__Objective__
Rewrite only the lines from the one containing "Return one point per instance of the cup" through the last line below, switching "leather" to "vinyl" and leaving everything else unchanged.

__Provided records__
——
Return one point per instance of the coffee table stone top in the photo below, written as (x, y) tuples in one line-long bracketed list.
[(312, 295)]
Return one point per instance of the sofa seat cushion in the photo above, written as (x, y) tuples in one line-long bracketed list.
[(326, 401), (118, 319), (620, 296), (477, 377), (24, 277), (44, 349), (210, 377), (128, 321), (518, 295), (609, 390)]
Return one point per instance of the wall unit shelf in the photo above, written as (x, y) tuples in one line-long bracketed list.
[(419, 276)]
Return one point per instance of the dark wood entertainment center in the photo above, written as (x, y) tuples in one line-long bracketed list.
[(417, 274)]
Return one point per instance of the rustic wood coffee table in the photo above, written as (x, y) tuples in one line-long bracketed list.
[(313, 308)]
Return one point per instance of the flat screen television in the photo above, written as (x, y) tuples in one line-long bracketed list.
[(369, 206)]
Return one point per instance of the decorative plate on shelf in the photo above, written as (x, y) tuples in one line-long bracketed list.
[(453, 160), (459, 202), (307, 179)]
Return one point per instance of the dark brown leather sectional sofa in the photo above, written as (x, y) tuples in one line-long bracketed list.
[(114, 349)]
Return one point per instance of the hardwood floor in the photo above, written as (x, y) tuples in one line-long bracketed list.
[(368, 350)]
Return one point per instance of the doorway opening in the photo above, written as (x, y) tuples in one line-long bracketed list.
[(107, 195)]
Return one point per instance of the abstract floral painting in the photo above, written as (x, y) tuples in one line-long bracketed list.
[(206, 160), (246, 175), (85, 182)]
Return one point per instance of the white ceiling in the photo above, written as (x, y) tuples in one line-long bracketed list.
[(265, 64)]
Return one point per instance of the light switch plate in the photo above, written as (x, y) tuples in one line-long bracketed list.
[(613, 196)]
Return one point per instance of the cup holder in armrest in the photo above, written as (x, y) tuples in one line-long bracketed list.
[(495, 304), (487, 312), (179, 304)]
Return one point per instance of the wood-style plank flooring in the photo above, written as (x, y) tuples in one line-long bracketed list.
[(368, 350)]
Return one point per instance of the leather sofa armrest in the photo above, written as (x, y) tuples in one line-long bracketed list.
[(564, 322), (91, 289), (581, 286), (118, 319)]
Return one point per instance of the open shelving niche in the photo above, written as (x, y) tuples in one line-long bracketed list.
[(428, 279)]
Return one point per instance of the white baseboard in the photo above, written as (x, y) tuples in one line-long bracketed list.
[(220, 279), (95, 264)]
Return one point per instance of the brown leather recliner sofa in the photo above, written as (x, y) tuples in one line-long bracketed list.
——
__Reply__
Return one point per instance of the cup holder in armrest in the photo above, written as (x, y) tuples in one line-long bracketed list.
[(495, 304), (487, 312), (179, 304)]
Return one point per instance of the wood-style plank flooring in the photo above, written as (x, y) tuples in one line-long bracketed list.
[(368, 350)]
Return one point per instance of the vinyl sofa armrest in the photo above, written as (x, y) tuples in one line-long bracketed list.
[(564, 322), (91, 289), (581, 286), (118, 319)]
Return one point per instance of the open shelving niche in the photo above, written as (x, y) tuples in one line-long bracketed list.
[(428, 279)]
Return one point per instance of the white baseboard in the photo above, written as (x, y) tuples in one line-long bracketed list.
[(220, 279), (95, 264)]
Return one point per instance of the brown vinyl recliner sofa in the photo above, written as (x, y) tuples in one line-long bracketed list.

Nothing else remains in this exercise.